Replace each occurrence of "one per instance" with "one for each instance" throughout the rows below, and reproduce every other part of the rows unchanged. Leave the pictures out of your answer.

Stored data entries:

---------------

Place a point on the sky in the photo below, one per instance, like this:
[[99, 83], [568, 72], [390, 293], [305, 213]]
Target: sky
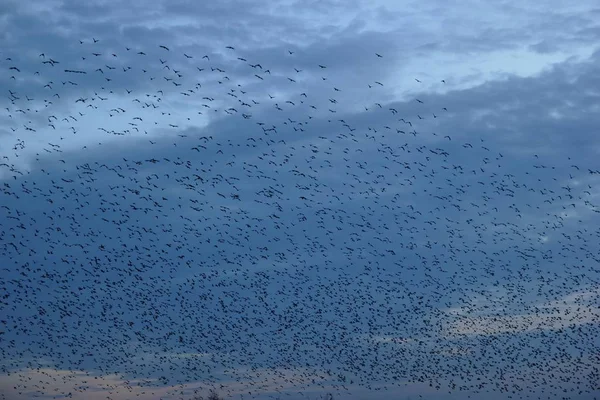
[[374, 199]]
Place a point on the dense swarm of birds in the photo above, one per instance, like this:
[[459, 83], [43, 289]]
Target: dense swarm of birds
[[277, 239]]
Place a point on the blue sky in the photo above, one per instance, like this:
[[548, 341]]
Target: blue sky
[[374, 199]]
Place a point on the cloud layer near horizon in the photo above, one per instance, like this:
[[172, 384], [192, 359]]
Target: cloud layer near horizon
[[293, 221]]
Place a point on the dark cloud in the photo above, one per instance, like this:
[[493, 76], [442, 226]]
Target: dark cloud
[[371, 238]]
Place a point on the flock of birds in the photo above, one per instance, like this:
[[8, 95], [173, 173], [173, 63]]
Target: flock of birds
[[271, 230]]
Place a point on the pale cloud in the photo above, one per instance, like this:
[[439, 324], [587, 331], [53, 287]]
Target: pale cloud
[[575, 309]]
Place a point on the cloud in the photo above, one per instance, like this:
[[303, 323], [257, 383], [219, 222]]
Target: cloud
[[577, 308]]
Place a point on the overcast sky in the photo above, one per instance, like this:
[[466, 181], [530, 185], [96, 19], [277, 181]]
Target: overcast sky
[[377, 199]]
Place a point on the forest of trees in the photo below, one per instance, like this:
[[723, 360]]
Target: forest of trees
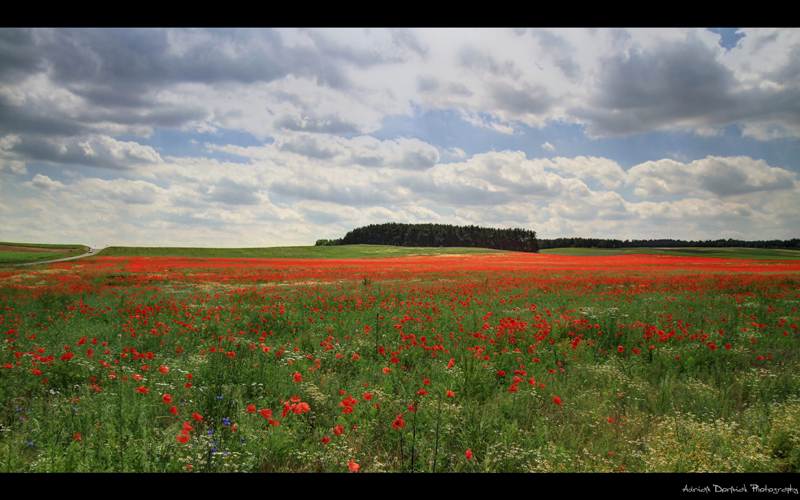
[[439, 235], [519, 240], [663, 243]]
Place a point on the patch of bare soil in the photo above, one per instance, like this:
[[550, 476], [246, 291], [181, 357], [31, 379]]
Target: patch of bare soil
[[9, 248]]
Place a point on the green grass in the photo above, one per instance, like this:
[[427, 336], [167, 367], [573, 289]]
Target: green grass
[[7, 257], [299, 252], [721, 253]]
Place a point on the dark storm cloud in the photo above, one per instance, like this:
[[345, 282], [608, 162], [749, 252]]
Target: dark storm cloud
[[470, 57], [530, 100], [70, 152], [18, 55], [26, 120]]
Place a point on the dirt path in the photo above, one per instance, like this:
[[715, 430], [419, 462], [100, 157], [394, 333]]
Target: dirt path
[[10, 248], [95, 251]]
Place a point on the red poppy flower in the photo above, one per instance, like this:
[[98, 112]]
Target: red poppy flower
[[398, 423]]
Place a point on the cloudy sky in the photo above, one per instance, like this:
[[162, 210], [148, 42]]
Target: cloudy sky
[[259, 137]]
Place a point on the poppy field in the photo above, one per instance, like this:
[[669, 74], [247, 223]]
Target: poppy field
[[473, 363]]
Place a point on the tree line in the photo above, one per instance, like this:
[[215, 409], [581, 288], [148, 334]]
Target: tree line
[[438, 235], [663, 243]]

---------------

» **Complete answer**:
Place a point on the sky in the photo below, one for each instance, like this:
[[99, 83], [568, 72], [390, 293], [305, 213]]
Target: sky
[[374, 199]]
Place a point on the dense swarm of birds in the photo above, one for each instance, like this:
[[459, 83], [43, 289]]
Target: dense swarm of birds
[[277, 239]]
Place a point on the blue sky in the photo above, one for each instance, like this:
[[548, 341]]
Target: blue sky
[[374, 199]]
Place a point on the cloud layer near horizon in the photo above, one for each instance, like this:
[[172, 384], [192, 359]]
Target: cloud layer near horizon
[[293, 221]]
Place a point on the dark cloud in the photo above, one for each instance, like this:
[[493, 76], [442, 226]]
Target: dark cloud
[[371, 238]]
Place a point on the flock of birds in the photo above, one for each instance, like this:
[[8, 95], [173, 173], [173, 63]]
Target: flock of birds
[[271, 230]]
Place a point on the pale cloud in the photo above, one for each instance, like this:
[[439, 324], [587, 331], [53, 287]]
Target: pale cloud
[[575, 309]]
Place a point on the cloud in the photo above, one for each instance, like this:
[[303, 323], [257, 383], [219, 222]]
Target: cloud
[[577, 308]]
Place a point on the overcast sky in the photo above, one for each instance, like this:
[[466, 181], [530, 185], [96, 19], [277, 181]]
Target: overcast sky
[[377, 199]]
Place a point on the forest of trees in the photo below, one for each instance, like this:
[[723, 360]]
Target: forest of trees
[[439, 235], [519, 240], [663, 243]]
Place a point on the patch of bare soil in the photo above, one for each instance, like this:
[[550, 476], [246, 291], [181, 357], [31, 379]]
Target: patch of bare soil
[[9, 248]]
Place a point on the green grass in the photo above, one for each instance, like this:
[[427, 336], [167, 367], [573, 289]]
Target: green grass
[[7, 257], [299, 252], [721, 253]]
Place a point on the dark storm cloud in the photo above, one for each instance, like this:
[[345, 282], [608, 162], [749, 252]]
Target: dark storm cloud
[[470, 57], [530, 100], [70, 152], [18, 55], [26, 120]]
Place a point on the dirt path in the photo above, one for each instance, like this:
[[715, 430], [419, 462], [100, 157], [394, 333]]
Target: dirt path
[[10, 248], [95, 251]]
Place a point on the red poppy flower in the photo above, one for each instance, like this:
[[98, 112]]
Target: red poppy flower
[[398, 423]]
Place a point on the cloudy sky in the photo above, one for each instance, like this:
[[162, 210], [148, 42]]
Target: cloudy sky
[[259, 137]]
Place a point on the poppy field in the photo above, one for each instance, like this:
[[669, 74], [247, 223]]
Target: poppy field
[[473, 363]]
Place a point on the tree line in the photo above, one for each instance, like this:
[[215, 409], [581, 288], [148, 334]]
Target: tree line
[[438, 235], [663, 243]]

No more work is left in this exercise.